● **Task 1**
Pick out every line of the records that contains the word "background", copying each such line in full.

● **Page excerpt**
__________
Using student evaluations of teaching to actually improve teaching (based on Roxå et al., 2021)

There are a lot of problems with student evaluations of teaching, especially when they are used as a tool without reflecting on what they can and cannot be used for. Heffernan (2021) finds them to be sexist, racist, prejudiced and biased (my summary of Heffernan (2021) here). There are many more factors that influence whether or not students “like” courses, for example whether they have prior interested in the topic — Uttl et al. (2013) investigate the interest in a quantitative vs non-quantitative course at a psychology department and find a difference in interest of nearly six standard deviations! Even the weather on the day a questionnaire is submitted (Braga et al., 2014), or the “availability of cookies during course sessions” (Hessler et al., 2018) can influence student assessment of teaching. So it is not surprising that in a meta-analysis, Uttl et al. (2017) find “no significant correlations between the [student evaluations of teaching] ratings and learning” and they conclude that “institutions focused on student learning and career success may want to abandon [student evaluation of teaching] ratings as a measure of faculty’s teaching effectiveness”.

But just because student evaluations of teaching might not be a good tool for summative assessment of quality, especially when used out of context, that does not mean they can’t be a useful tool for formative purposes. Roxå et al. (2021) argue that the problem is not the data in itself, but the way it is used, and suggest using them — as academics do every day with all kinds of data — as basis for a critical discourse, as a tool to drive improvement of teaching. They suggest also changing the terminology from “student rating of teaching” to “course evaluations”, to move the focus away from pretending to be able to measure quality of teaching, towards focussing on improving teaching.
__________
● **Recorded information**

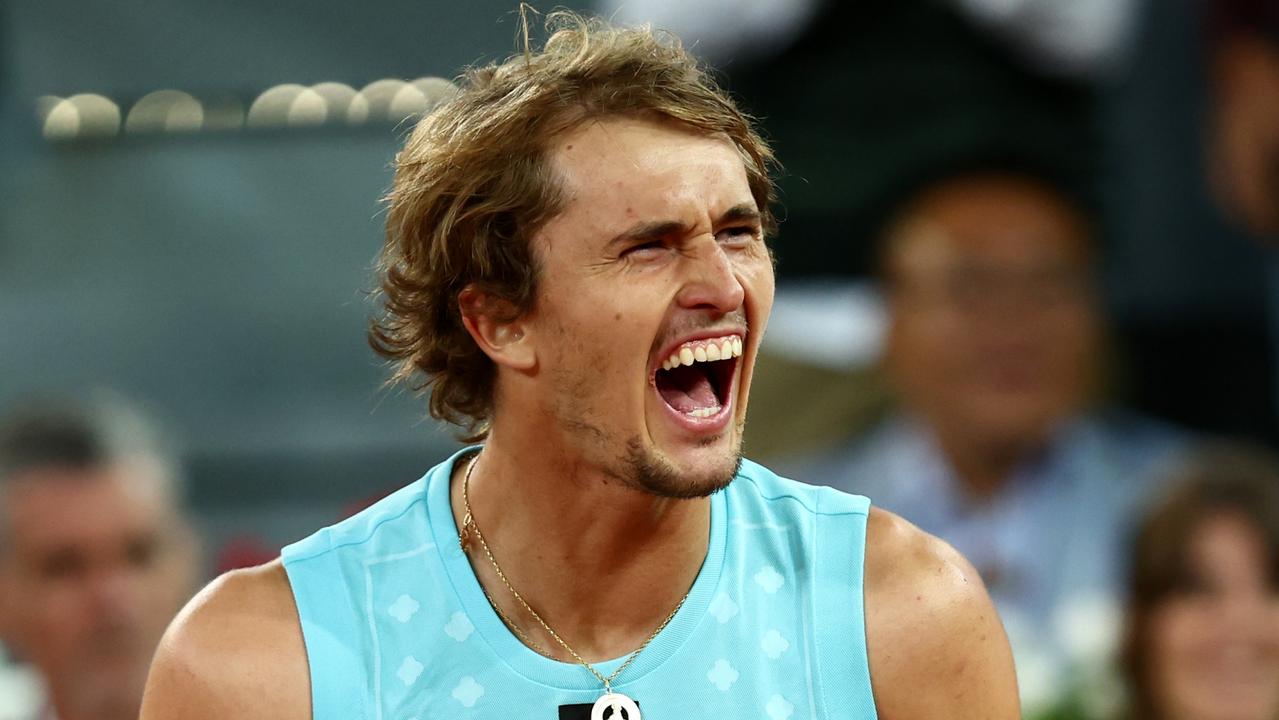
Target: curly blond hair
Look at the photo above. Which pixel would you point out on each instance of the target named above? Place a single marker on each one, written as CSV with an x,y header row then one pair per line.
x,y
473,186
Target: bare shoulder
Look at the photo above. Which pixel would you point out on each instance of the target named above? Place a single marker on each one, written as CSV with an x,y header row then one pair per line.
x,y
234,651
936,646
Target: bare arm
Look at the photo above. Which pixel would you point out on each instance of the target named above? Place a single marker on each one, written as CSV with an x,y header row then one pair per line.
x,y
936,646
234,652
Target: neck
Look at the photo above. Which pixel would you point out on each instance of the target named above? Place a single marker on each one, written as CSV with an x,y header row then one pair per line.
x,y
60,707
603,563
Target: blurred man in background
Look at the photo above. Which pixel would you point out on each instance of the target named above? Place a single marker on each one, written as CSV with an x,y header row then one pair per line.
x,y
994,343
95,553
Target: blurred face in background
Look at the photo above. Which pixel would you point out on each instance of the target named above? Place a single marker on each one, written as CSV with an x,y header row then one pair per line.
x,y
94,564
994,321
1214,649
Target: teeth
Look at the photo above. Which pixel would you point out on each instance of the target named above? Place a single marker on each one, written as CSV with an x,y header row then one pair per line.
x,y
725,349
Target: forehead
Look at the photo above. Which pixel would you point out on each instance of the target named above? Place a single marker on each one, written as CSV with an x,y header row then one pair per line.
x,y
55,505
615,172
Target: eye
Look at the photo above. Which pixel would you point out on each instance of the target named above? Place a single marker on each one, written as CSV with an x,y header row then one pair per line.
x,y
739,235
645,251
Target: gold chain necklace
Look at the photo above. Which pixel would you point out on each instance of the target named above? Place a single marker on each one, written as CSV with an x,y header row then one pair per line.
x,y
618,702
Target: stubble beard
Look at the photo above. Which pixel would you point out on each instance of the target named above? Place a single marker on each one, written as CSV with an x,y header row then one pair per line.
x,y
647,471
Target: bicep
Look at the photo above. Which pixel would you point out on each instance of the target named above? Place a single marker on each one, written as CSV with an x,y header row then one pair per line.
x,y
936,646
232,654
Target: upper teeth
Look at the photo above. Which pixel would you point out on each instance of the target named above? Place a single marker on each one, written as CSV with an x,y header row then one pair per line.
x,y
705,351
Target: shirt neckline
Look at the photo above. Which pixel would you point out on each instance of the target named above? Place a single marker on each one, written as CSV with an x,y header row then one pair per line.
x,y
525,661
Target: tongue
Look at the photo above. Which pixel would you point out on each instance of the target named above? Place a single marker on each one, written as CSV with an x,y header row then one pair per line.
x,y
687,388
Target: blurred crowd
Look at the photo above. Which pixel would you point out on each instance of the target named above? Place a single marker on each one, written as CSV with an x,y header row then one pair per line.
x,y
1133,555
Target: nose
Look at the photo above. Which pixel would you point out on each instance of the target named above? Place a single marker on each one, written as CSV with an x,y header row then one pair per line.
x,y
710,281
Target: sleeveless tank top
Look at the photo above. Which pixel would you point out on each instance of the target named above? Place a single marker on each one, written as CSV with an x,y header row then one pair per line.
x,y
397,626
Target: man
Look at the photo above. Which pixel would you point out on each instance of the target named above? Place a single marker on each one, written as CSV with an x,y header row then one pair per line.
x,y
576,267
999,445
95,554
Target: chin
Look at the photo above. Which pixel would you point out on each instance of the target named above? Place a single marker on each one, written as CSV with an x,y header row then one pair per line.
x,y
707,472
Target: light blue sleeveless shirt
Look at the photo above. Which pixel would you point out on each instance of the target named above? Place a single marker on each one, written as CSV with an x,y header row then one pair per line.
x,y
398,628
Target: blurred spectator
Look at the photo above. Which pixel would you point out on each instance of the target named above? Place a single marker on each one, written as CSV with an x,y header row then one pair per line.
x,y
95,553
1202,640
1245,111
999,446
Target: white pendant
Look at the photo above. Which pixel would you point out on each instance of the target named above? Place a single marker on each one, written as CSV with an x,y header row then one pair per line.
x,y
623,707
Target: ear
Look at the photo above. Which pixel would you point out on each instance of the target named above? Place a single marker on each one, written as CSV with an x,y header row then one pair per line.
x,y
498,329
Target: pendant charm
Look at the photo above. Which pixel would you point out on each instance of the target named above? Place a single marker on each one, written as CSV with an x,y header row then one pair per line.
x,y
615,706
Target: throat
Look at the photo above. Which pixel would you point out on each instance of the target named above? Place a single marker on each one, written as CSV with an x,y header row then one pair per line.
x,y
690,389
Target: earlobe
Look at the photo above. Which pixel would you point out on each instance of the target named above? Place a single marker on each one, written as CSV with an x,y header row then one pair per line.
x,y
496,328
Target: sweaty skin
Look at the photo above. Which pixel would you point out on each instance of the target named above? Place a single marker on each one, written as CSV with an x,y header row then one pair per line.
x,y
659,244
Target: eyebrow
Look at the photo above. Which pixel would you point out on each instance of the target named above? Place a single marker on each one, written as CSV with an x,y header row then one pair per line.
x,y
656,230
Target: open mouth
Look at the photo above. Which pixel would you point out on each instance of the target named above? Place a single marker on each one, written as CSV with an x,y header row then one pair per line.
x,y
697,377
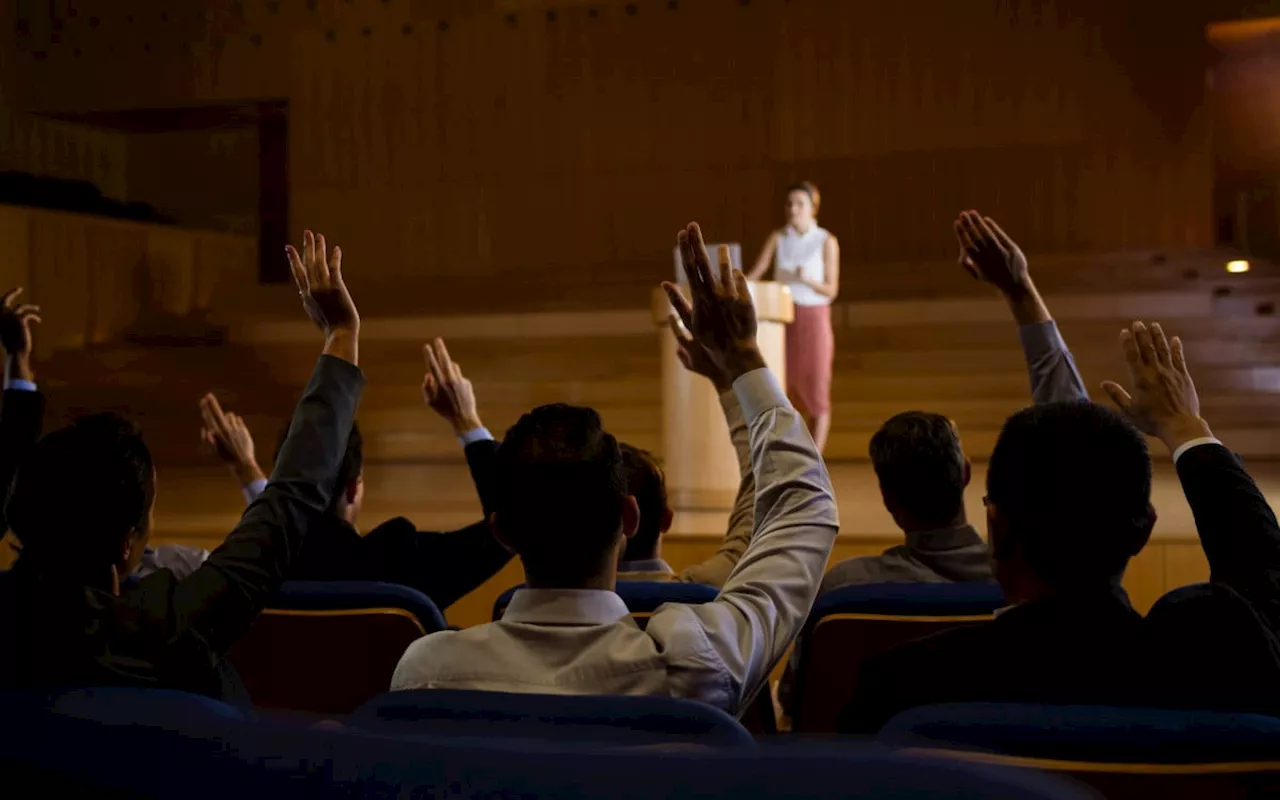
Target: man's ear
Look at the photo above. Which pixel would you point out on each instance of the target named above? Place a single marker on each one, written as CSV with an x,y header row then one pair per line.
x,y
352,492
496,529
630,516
__________
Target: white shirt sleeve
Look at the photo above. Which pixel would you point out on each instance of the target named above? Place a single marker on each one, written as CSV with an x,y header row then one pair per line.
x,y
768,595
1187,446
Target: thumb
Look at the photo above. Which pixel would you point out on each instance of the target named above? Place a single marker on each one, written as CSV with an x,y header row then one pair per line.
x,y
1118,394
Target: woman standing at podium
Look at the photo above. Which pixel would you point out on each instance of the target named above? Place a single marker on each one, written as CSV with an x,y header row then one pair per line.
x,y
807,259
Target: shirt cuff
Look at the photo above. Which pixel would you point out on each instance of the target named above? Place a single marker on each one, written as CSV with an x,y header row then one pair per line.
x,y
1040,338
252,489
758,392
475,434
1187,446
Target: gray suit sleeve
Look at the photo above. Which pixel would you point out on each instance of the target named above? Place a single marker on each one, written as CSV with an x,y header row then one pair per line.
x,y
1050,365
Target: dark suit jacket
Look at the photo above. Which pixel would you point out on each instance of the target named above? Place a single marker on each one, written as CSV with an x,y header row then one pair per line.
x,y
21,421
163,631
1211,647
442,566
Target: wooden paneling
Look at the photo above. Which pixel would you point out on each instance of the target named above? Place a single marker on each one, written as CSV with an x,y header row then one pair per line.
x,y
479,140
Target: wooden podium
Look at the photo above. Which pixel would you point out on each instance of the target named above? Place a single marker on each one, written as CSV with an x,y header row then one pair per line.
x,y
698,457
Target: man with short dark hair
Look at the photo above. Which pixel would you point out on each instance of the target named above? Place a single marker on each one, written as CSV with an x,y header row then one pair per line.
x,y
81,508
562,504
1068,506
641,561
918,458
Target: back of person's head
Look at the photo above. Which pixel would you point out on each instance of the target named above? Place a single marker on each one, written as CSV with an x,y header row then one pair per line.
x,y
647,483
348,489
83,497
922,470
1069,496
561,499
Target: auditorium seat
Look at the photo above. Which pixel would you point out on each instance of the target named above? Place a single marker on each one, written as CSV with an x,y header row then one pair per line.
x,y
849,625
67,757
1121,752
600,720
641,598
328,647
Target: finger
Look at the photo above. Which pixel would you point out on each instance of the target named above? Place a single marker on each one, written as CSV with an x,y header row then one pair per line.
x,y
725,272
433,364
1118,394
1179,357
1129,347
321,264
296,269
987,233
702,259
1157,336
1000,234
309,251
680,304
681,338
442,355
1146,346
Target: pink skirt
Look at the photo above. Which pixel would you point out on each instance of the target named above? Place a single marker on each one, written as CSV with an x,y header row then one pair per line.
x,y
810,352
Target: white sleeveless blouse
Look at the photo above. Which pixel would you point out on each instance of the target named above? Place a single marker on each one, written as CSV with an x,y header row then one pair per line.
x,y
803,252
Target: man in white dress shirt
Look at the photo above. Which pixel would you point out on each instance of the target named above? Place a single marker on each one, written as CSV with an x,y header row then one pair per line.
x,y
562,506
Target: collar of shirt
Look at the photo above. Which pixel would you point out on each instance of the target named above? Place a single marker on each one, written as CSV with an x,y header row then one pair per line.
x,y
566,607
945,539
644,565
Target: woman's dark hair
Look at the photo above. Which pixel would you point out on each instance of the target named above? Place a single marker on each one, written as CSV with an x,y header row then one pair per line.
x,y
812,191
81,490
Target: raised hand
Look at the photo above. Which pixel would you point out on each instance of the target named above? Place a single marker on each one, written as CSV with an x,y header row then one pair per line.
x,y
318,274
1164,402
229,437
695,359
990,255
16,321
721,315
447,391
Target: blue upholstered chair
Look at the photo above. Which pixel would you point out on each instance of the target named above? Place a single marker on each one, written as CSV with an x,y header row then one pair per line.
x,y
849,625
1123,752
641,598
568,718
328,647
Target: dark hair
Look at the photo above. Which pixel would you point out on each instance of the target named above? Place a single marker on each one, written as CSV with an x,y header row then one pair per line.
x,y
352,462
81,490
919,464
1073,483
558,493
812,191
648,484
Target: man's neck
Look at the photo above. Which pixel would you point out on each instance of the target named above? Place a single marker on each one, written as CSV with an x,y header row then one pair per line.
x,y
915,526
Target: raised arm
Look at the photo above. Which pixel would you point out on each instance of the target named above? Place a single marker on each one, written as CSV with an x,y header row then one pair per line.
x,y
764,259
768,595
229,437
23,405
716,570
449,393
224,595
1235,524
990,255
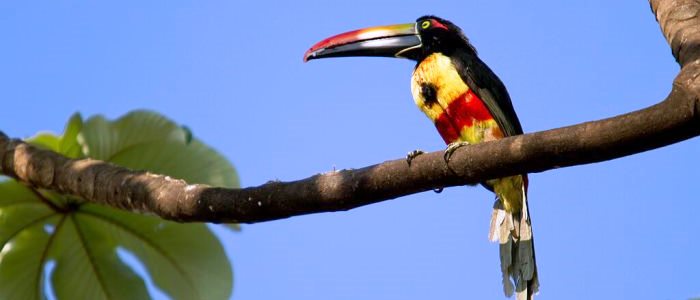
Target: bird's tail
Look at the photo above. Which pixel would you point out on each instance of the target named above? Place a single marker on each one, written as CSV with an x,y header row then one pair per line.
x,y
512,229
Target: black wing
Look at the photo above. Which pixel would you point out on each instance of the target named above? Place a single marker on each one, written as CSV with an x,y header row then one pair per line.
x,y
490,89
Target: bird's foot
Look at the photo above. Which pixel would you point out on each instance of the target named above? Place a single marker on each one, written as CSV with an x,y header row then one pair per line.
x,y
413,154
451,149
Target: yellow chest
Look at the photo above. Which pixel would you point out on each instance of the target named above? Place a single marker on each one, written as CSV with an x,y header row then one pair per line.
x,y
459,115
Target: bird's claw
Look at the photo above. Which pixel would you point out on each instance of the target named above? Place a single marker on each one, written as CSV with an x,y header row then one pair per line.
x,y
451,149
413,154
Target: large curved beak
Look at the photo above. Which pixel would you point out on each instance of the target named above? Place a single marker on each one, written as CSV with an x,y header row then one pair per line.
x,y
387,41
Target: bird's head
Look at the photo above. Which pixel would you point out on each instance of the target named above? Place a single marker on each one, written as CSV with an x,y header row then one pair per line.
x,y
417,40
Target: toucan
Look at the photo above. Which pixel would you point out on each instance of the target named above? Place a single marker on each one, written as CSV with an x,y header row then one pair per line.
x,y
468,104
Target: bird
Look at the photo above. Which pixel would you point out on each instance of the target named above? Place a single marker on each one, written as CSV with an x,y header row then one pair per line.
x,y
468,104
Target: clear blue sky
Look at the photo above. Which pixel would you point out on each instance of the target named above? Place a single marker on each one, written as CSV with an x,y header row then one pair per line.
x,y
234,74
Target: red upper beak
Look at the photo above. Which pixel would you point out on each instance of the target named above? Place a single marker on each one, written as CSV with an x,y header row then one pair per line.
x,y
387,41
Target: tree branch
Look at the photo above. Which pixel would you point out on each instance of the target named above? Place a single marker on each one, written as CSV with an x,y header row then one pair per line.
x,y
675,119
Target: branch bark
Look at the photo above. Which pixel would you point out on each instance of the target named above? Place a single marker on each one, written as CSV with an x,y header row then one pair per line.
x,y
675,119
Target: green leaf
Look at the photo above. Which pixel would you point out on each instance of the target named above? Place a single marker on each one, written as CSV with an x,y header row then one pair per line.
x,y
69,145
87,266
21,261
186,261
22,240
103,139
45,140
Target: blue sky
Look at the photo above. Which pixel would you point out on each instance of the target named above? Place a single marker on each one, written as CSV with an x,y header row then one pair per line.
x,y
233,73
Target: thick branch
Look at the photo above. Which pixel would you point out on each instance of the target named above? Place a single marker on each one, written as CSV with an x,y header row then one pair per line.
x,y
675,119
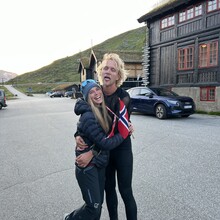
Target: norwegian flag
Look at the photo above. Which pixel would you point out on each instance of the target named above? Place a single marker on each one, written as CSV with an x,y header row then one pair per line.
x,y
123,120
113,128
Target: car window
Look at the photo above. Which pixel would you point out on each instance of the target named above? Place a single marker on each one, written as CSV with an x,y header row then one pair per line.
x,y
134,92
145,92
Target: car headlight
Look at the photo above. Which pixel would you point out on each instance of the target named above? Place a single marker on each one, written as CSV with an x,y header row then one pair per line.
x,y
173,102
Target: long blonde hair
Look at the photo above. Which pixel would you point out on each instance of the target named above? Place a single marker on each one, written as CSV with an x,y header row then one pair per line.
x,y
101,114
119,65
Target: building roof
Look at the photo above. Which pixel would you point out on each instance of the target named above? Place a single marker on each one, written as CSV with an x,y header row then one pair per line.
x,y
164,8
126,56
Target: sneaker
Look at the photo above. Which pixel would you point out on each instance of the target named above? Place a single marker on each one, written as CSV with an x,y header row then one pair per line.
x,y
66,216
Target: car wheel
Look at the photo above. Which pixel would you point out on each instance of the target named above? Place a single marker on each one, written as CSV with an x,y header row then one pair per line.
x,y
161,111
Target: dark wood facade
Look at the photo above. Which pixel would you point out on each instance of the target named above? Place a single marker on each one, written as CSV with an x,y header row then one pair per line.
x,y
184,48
__________
● **Task 2**
Update the passage of the post on student evaluations of teaching starting with "But just because" and going on through "on improving teaching.", replacing "terminology" with "vocabulary".

● **Correct response 1**
Target: blurred man in background
Target: blurred face in background

● **Correct response 2**
But just because student evaluations of teaching might not be a good tool for summative assessment of quality, especially when used out of context, that does not mean they can’t be a useful tool for formative purposes. Roxå et al. (2021) argue that the problem is not the data in itself, but the way it is used, and suggest using them — as academics do every day with all kinds of data — as basis for a critical discourse, as a tool to drive improvement of teaching. They suggest also changing the vocabulary from “student rating of teaching” to “course evaluations”, to move the focus away from pretending to be able to measure quality of teaching, towards focussing on improving teaching.